* [TO DO]
Return, from the listing that follows, each line containing the word "glass".

* [GIVEN RECORDS]
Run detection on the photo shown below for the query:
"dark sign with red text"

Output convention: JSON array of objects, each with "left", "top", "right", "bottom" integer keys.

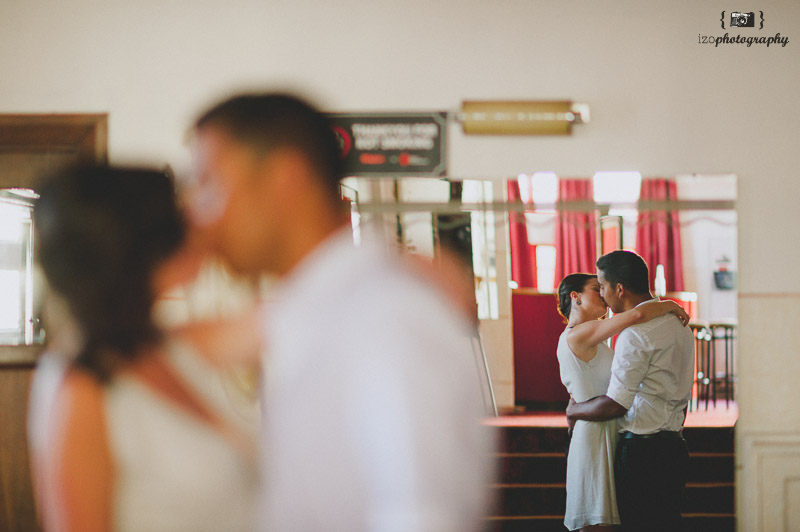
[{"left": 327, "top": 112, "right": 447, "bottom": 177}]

--

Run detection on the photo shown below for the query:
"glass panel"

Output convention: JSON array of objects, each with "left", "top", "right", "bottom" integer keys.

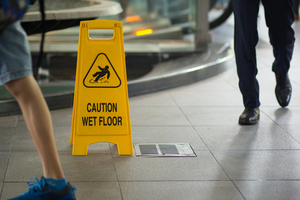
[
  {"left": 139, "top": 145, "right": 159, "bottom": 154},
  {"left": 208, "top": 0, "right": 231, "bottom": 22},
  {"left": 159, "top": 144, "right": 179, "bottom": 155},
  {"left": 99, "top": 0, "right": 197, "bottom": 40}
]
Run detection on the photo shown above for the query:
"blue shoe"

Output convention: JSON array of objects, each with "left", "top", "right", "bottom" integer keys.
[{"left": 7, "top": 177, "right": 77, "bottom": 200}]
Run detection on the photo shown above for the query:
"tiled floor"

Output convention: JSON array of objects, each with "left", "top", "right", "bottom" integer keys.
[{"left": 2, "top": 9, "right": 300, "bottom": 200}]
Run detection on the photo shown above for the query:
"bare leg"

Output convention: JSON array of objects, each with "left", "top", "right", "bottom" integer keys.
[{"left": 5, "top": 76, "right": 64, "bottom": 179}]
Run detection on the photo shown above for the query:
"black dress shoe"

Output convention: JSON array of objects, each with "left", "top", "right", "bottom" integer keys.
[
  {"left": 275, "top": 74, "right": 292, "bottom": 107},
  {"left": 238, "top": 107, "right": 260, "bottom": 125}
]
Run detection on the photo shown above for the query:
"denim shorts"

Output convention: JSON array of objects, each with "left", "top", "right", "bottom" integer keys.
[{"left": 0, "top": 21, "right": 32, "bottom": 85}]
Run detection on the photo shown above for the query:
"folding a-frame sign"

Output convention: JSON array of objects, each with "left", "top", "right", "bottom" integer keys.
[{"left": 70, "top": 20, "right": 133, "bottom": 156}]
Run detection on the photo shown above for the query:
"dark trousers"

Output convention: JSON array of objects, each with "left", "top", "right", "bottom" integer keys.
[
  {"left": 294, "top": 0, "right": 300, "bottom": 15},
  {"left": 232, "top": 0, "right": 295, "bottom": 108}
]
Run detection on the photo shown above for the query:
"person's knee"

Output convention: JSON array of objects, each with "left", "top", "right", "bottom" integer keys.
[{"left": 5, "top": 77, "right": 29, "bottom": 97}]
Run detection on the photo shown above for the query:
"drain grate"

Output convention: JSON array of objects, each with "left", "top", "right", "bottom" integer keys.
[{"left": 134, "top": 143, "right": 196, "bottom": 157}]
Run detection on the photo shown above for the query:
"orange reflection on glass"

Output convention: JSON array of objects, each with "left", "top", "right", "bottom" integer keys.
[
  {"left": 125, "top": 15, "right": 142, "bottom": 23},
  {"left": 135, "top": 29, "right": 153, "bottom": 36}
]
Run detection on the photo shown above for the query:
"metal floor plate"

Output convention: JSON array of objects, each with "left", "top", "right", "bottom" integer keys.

...

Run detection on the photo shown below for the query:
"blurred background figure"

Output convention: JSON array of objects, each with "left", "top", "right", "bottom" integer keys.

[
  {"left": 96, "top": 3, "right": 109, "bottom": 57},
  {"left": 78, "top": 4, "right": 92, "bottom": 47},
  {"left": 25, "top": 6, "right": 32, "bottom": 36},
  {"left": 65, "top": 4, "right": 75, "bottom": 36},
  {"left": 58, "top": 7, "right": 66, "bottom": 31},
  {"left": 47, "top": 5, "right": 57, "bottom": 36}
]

* [RESPONSE BOX]
"glass panel"
"orange reflection on glass"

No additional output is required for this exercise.